→ **PROBLEM SET**:
**A)** In the Erin go Bragh club history, where was the club founded in 1887?
**B)** From the Erin go Bragh club history, list every year in which the club competed in the Dublin County Board Novice race.
**C)** Please resume the Erin go Bragh club history after its final sentence.

→ **TEXT SEGMENT**:
Dublin-based Gaelic Athletic Association club

Erin go Bragh GAA are a Dublin-based Gaelic Athletic Association (GAA) club based in Clonee, Littlepace/Castaheaney/Ongar district in Dublin 15 in Ireland. As of 2023, the club was fielding one team in junior Gaelic football (AFL 8 and Junior 2 Championship), one junior hurling team (AHL 8 and Junior F Championship) and one Ladies Gaelic Football team. The club also has a boys and girls juvenile section fielding from Under 8-minor in football, hurling and camogie.

==History==
===Early days===
- 1887–1917
The name "Erin go Bragh" (deriving from the Irish meaning "Ireland forever") in Dublin GAA dates back to 1887. The club was founded in 1887 in Clonsilla. It was one of 120 clubs affiliated in Dublin in 1888. The club was active until 1890 when, like a number of GAA clubs in Dublin at the time, it was disbanded.

The club name is rarely found afterward but was re-organised on several occasions. A club named Erin go Bragh competed in the Sunday Junior Football League from 1904 to 1909. The name of the club was often misspelt in results and fixtures section of papers, most commonly as Eire go bragh and at other times as Erin go Brath. The club had two football teams, one in the Junior B Division and the second in an Under Junior Division in 1905 and 1906. Erin go Bragh were Junior league runners up in 1906 defeating Stars of Erin at Jones Road (now Croke Park) for the runners-up medals. Reorganisation of the league structures in 1907 meant that the club's first team competed in the Intermediate Division and their second team in the Junior C Division. Erin go Bragh was one of ten clubs with representation in an inter-league Dublin junior football team who played Cork in a challenge at Jones Road in 1907. Thomas C. Murphy of Erin go Bragh was the first ever Dublin inter-league captain and Stephen Lynch also played for Dublin against Cork and later Louth. The club competed until 1909, when it suddenly disbanded and despite efforts to revive the club in 1910, Erin go Bragh remained absent from the field of play until 1917.

- 1917–1943
The club was again reorganised in 1917, fielding a single team at Junior level and in 1918 expanded to two teams: one at junior, the second at minor level.

In 1919, Erin go Bragh fielded a single team but also began competing in cross country running (their involvement coinciding with the recent revival of athletic in GAA which had lapsed over the years). Erin go Bragh competed in the Dublin County Board Novice race in 1919, 1921 and 1922 and the Dublin Cross Country championship of 1922.

In 1920, the team again fielded a junior football team but failed to complete the season after conceding three games. T. C. Murphy of Clonsilla, son of Thomas Murphy who was captain of the Erin go Bragh hurling team at the club's foundation, was elected as the first-ever chairman for the Dublin Junior Board.

Erin go Bragh won the County Dublin Novice Cross Country race in 1921 and also held an invitational five-mile race, starting at the court house in Blanchardstown. The club fielded a Junior and schools football team and for the first time since 1890 a hurling team. The club was absent from the field of play in both hurling and football in 1922 but did compete at cross country before sadly disbanding once again in late 1922 early 1923.

→ **DATASET RECORDS**:

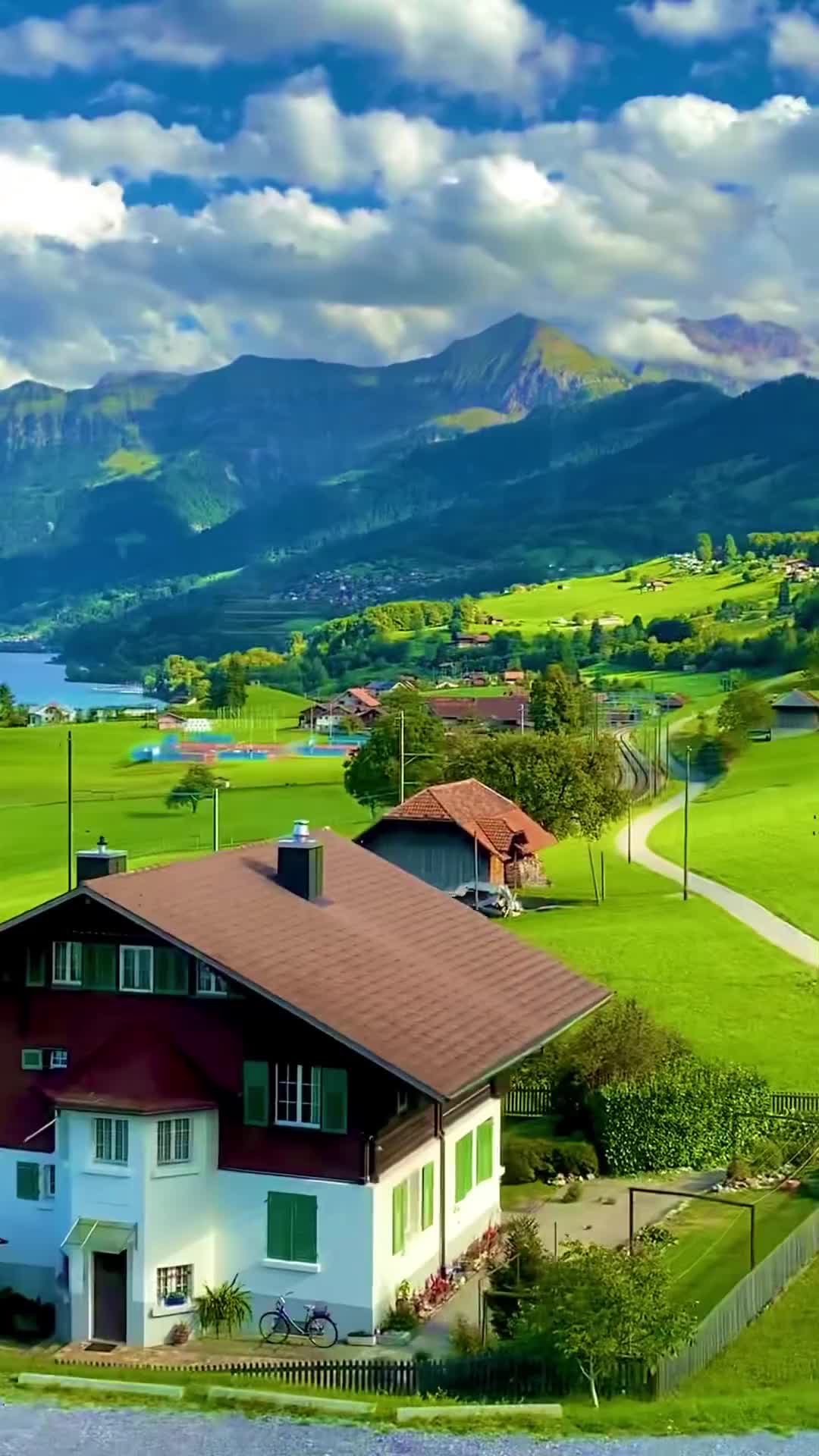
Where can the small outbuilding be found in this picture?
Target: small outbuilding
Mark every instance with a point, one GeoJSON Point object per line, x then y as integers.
{"type": "Point", "coordinates": [798, 711]}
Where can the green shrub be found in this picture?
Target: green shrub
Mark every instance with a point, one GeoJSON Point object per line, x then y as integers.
{"type": "Point", "coordinates": [686, 1116]}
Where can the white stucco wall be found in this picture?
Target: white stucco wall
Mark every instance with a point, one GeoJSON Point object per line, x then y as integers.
{"type": "Point", "coordinates": [344, 1237]}
{"type": "Point", "coordinates": [464, 1220]}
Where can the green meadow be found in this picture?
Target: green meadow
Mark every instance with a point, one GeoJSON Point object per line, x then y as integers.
{"type": "Point", "coordinates": [538, 609]}
{"type": "Point", "coordinates": [757, 830]}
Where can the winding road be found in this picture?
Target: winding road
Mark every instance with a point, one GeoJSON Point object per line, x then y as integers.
{"type": "Point", "coordinates": [770, 927]}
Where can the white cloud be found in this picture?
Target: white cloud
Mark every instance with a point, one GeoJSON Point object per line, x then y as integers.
{"type": "Point", "coordinates": [686, 22]}
{"type": "Point", "coordinates": [795, 42]}
{"type": "Point", "coordinates": [494, 49]}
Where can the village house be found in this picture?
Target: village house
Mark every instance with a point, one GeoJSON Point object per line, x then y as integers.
{"type": "Point", "coordinates": [485, 712]}
{"type": "Point", "coordinates": [452, 833]}
{"type": "Point", "coordinates": [281, 1063]}
{"type": "Point", "coordinates": [796, 711]}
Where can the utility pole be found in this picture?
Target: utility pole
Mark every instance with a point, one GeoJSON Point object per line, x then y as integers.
{"type": "Point", "coordinates": [686, 830]}
{"type": "Point", "coordinates": [71, 800]}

→ **RESPONSES TO THE EXERCISE**:
**A)** Clonsilla

**B)** 1919, 1921, 1922

**C)**
- 1943–1985
The club name is rarely seen afterwards in papers. Erin go Bragh reappeared in 1943 and they were one of six new teams to be re-organise or founded at the end of 1943 for the forthcoming 1944 season. They played their games on the Porterstown Road. They competed until around the 1950s winning the Junior A league in 1945 and were Junior League runners up, losing by one point to Parish Gaels who went on to win the Intermediate football Championship the following year. The club continued competing until around 1947 disbanding again.

The club was reorganised in the 1950s and played at juvenile level. A single team from the club win a minor league in 1963. They disbanded again shortly after with most of the team joining St. Brigids and others joining a club called Maurice O'Neills who played their games in the Phoenix Park. Erin Go Bragh played their games in the colours of green and red at this time.

===Re-emergence of Erin go Bragh 1986===
The name Erin Go Bragh emerged once again in 1986 in Dromheath. The club was reorganised by a number of people who left St. Brigids GAA club. The club started out at juvenile level with 3 teams at Under 10, Under 12 and at Under 14. A junior football team was also founded and played in the then Junior Division 2. Their first game was against St. Brigids B team and attracted a crowd of around 250 people. They reached the quarter-finals of the junior A football championship in their second year however endured several seasons of relegation as the years progressed. The club moved to Porterstown Park in Clonsilla and expanded at under age level with teams at Under 16 and minor level in 1996. The club was once again on the move in 2003 relocating to Clonee, Littlepace/Castaheaney. In September 2005, Fingal County Council allocated football pitches to the club. Former GAA President Mr. Sean Kelly formally launched Erin Go Bragh GAA Club in Littlepace/Castaheany on 23 November 2005. The Clonee, Littlepace/Castaheaney area was identified as having a large and growing population yet no GAA presence.

At the club's first "dinner dance" in, October 2008, the club gave out "club player of the year awards" in Gaelic football (Men's and Ladies') and hurling. A "club person of the year" and "life time achievement" honours were also awarded. The club also unveiled its new crest.

Erin go Bragh celebrated 125 years of the GAA on 10 May 2009, holding a club day (Lá na gClub) in Hazelbury Park. Members of the club and people from the locality were invited to participate in juvenile and adult games of football and hurling. Also in 2009, the club announced that approval in principle had been secured for the placing of temporary juvenile dressing room facilities on a site adjacent to Mary Mother of Hope, National School, Littlepace. The club launched a monthly newsletter in September 2009.

In January 2010, the club installed temporary changing facilities in the grounds of the Mary Mother of Hope Primary school. The dressing room were officially on 9 May 2010. Also in 2010, former Erin go Bragh Footballer Michael O'Riordan was named as manager of the Kildare hurling team. However, his term was a short one. A separate executive committee was set up to look after the development, growth and administration of ladies Gaelic football and camogie.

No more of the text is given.